***** Recorded information
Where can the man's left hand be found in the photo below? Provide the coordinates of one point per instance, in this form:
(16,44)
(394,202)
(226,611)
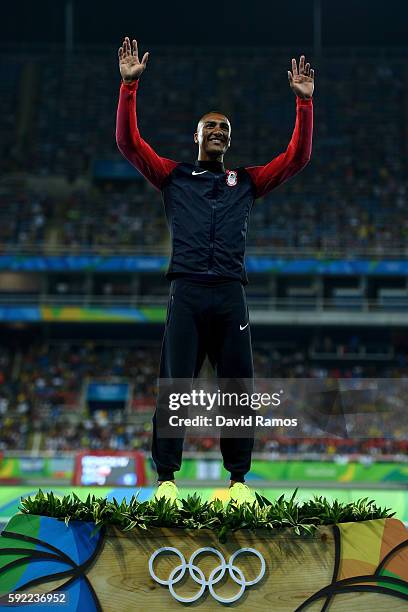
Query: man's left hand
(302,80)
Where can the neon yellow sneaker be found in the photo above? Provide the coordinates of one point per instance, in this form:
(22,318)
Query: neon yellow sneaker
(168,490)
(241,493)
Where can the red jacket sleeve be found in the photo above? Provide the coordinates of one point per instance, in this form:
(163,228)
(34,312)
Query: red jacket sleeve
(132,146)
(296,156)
**********
***** Recorded information
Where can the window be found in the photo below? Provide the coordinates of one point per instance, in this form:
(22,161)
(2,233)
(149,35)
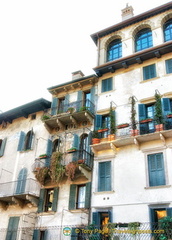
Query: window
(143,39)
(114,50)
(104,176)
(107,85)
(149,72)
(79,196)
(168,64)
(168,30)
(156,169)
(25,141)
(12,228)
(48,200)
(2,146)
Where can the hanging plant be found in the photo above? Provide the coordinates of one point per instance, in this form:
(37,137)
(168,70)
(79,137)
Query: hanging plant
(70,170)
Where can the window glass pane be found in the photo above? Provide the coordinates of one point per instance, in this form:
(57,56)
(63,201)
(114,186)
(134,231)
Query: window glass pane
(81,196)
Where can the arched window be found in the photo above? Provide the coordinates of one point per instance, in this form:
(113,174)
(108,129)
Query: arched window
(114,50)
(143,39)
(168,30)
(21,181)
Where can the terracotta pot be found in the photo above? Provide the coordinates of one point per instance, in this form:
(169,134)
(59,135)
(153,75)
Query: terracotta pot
**********
§ What you have to do: Repeat exactly the lines above, beginning at the one containing "Where can the window be" and ending at the one containing "Query: terracotta pot". Do not carry over any pictures.

§ Result:
Where can the window be found in the photo below? Provide the coordinates of one point per instance, in this form:
(22,161)
(2,233)
(149,35)
Query: window
(143,39)
(114,50)
(104,176)
(107,85)
(149,72)
(79,196)
(168,64)
(168,30)
(156,169)
(25,141)
(12,228)
(48,200)
(2,146)
Where can the hanging plant be found in the photo above? Provide the coordinates of one point per instance, in this form:
(37,137)
(168,70)
(79,137)
Query: hanging plant
(70,170)
Where can the window glass pane be found in the photo above? Provide the coordinates of one point per instance, in this form:
(57,56)
(63,201)
(114,186)
(134,231)
Query: window glass pane
(81,196)
Where can the arched window be found in the photo above? Provide the coordinates of one point per instance, in this form:
(113,174)
(108,129)
Query: arched window
(114,50)
(143,39)
(168,30)
(21,181)
Where can the terracotta pot be found in the photo above? Provide the coordinates of one point per instance, in this form:
(169,134)
(59,135)
(153,75)
Query: terracotta pot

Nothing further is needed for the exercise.